■ **Fragmento seleccionado**:

* * * * *

Con un gran alarde de inhumanidad se despachó la presidenta de la Comunidad de Madrid, Isabel Díaz Ayuso, al justificar que en plena pandemia los mayores en residencias no se derivaran a hospitales, porque se iban a morir igual y no se iban a salvar en ningún sitio. Pero ha obviado que no es lo mismo morir en un hospital sedado y con cuidados paliativos que hacerlo en una habitación solo, asustado y entre dolores insoportables. Si hay que morir (no está claro que así tuviera que ocurrir para los 7.291 mayores residentes cuando entre los que sí fueron hospitalizados se salvaron el 65%), que sea siempre con el objetivo de una buena muerte.
Hoy día parece que podemos elegirlo todo, menos la forma y el momento de morir (salvo entre los suicidas). Por medio se encuentran los familiares y los profesionales de la medicina que se inmiscuyen en el proceso de morir de las personas. La muerte no sólo implica al que se va sino también a los que se quedan. Y los que se quedan tratan de burlar a la parca, como si quien se va a morir no fuera capaz de tomar la decisión acertada o deseada, es decir, la buena muerte.
La antropóloga María Catedra señalaba que la buena muerte sucede a una cierta edad, cuando el individuo ha completado su ciclo vital (morir de viejo), y el desenlace ocurre sin enfermedades ni violencias, es decir, de una manera “natural”. Los que mueren de viejos no padecen una enfermedad específica, sino que simplemente se terminan, es decir, se acaban. Este tipo de muerte de vejez, o natural, representa a nivel humano la continuación del ciclo general de la naturaleza. Con la vejez empiezan a desaparecer los miedos a la muerte, aunque, dependiendo de las circunstancias, se dan diferentes actitudes. Así ciertos ancianos pierden la consciencia total de su próxima muerte, en cuyo caso “no la sienten”; otros, en cambio, se resignan e incluso aceptan la idea y, por último, los que padecen fuertes dolores “piden la muerte”.
En realidad, se oponen dos clases de muerte: la buena y la mala muerte. Una buena muerte se caracteriza, entre otras cosas, por la rapidez del desenlace, por la inmediatez, por lo inesperado, mientras que la muerte mala significa semanas, meses o aun años de lenta agonía. La buena muerte, o la muerte feliz, es la que sobreviene sin estridencias durante el sueño, sin que se entere el afortunado. Es una muerte sin dolor, corta o inesperada, una muerte sin agonía. Porque aún en el caso de que sea una muerte violenta, deseamos que ésta se produzca de manera rápida y sin dolor, porque lo que realmente nos asusta, no es tanto la propia muerte, como el dolor, el sufrimiento o la agonía.

* * * * *

■ **Datos de origen**:
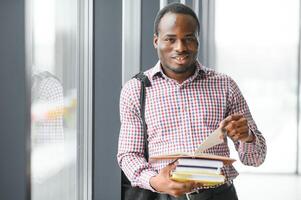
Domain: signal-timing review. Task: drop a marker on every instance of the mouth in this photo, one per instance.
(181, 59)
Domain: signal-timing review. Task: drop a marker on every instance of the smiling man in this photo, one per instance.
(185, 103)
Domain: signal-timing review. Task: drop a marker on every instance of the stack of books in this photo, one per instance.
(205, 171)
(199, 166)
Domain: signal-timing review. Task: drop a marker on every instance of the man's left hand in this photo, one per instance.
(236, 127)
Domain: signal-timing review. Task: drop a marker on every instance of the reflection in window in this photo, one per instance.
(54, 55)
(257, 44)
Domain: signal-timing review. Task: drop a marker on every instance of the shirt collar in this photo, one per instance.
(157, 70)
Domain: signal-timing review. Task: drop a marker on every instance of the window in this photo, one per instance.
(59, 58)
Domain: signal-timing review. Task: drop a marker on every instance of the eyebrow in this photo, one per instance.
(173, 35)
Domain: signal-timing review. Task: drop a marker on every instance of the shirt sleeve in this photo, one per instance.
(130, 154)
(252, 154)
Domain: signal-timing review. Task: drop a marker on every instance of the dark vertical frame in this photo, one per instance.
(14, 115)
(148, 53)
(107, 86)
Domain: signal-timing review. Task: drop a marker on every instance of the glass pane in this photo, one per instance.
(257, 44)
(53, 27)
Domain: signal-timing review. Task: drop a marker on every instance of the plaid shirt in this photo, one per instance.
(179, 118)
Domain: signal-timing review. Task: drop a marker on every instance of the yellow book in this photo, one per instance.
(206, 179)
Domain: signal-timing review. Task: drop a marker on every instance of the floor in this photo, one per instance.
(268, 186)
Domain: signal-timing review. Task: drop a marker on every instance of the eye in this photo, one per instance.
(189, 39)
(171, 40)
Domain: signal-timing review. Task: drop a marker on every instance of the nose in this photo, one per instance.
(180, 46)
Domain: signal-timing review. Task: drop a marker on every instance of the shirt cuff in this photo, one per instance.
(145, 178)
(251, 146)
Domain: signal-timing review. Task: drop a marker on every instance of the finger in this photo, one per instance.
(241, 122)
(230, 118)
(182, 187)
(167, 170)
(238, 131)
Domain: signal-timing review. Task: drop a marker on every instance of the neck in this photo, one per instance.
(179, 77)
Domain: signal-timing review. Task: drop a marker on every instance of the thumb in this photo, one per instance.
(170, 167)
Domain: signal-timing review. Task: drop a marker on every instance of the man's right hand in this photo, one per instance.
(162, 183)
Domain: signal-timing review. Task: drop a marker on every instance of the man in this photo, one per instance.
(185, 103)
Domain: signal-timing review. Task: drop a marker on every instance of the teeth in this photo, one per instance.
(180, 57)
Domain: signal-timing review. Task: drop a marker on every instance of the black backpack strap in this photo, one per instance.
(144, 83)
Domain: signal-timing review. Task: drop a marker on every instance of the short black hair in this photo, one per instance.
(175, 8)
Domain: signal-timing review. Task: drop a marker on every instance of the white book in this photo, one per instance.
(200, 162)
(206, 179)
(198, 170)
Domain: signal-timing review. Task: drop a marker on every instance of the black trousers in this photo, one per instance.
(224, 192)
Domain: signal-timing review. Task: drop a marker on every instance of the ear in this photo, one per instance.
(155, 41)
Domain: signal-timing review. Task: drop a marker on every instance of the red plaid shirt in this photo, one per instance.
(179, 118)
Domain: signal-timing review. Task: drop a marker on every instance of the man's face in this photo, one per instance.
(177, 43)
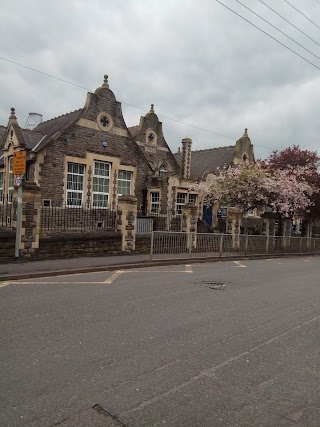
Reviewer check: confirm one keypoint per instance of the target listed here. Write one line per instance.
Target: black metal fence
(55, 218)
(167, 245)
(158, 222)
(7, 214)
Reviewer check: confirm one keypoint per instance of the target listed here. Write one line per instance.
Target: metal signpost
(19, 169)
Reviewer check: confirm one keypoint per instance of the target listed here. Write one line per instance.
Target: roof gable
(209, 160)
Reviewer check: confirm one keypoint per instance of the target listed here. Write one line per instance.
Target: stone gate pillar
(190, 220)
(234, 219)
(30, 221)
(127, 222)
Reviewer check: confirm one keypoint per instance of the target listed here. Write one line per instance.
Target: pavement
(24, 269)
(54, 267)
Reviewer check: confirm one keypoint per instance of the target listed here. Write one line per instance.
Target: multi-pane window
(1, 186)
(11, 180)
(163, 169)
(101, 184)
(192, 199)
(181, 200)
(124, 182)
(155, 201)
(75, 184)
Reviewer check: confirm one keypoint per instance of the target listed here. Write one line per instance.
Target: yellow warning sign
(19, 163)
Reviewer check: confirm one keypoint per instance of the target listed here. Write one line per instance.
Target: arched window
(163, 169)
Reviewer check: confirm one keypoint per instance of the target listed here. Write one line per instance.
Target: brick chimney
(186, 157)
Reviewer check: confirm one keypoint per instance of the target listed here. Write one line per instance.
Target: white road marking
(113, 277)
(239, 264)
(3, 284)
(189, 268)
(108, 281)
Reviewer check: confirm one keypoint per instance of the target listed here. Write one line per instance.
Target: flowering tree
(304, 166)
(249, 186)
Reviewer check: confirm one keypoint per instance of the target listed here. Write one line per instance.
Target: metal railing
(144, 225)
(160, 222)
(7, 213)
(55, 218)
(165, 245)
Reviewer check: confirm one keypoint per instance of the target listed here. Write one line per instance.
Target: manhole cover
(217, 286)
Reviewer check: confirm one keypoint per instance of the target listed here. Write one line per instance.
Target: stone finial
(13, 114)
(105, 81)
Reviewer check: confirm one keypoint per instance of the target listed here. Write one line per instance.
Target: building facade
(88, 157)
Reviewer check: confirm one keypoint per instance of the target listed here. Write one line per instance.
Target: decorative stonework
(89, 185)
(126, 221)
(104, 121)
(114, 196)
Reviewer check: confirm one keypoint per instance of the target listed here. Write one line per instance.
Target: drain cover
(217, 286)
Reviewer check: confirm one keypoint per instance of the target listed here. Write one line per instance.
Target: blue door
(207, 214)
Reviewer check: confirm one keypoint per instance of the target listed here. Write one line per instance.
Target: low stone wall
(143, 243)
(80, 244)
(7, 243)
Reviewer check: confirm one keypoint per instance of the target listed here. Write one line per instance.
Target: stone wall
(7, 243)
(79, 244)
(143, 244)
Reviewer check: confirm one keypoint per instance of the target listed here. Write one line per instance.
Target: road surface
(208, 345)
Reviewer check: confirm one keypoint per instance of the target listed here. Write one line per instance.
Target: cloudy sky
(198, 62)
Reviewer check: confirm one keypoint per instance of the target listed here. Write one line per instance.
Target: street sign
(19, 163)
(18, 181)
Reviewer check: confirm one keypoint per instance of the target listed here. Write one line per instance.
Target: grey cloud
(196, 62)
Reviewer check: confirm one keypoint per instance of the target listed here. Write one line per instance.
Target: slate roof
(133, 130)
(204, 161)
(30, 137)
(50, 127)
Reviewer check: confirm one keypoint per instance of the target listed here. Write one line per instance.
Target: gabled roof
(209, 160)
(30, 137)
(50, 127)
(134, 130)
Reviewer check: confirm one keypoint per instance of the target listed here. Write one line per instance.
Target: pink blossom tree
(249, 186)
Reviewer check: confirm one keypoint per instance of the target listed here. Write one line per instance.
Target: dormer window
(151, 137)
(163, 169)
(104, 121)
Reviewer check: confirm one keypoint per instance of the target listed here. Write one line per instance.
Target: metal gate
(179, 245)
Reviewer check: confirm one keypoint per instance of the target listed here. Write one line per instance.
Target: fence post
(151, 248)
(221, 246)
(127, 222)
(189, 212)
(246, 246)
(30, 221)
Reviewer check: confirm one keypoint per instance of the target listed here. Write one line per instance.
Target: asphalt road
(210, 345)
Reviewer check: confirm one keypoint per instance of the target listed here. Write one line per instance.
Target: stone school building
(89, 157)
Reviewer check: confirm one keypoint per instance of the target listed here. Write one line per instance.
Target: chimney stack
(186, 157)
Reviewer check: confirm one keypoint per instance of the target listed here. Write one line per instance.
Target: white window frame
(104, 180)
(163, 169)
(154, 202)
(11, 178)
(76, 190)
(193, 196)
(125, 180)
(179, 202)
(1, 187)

* * * * *

■ **Trabajo por realizar**:
**a.** Reproduce literalmente el tramo del fragmento seleccionado que va desde "Hoy día parece" hasta "la buena muerte.".
**b.** Según el texto sobre la buena muerte, ¿qué porcentaje de los mayores residentes que sí fueron hospitalizados se salvaron?
**c.** Enumera lo que, según el texto sobre la buena muerte, realmente nos asusta más que la propia muerte.

■ **Resultados de tareas**:
**a.**
Hoy día parece que podemos elegirlo todo, menos la forma y el momento de morir (salvo entre los suicidas). Por medio se encuentran los familiares y los profesionales de la medicina que se inmiscuyen en el proceso de morir de las personas. La muerte no sólo implica al que se va sino también a los que se quedan. Y los que se quedan tratan de burlar a la parca, como si quien se va a morir no fuera capaz de tomar la decisión acertada o deseada, es decir, la buena muerte.

**b.** Se salvó el 65% de ellos.

**c.** El dolor, el sufrimiento y la agonía.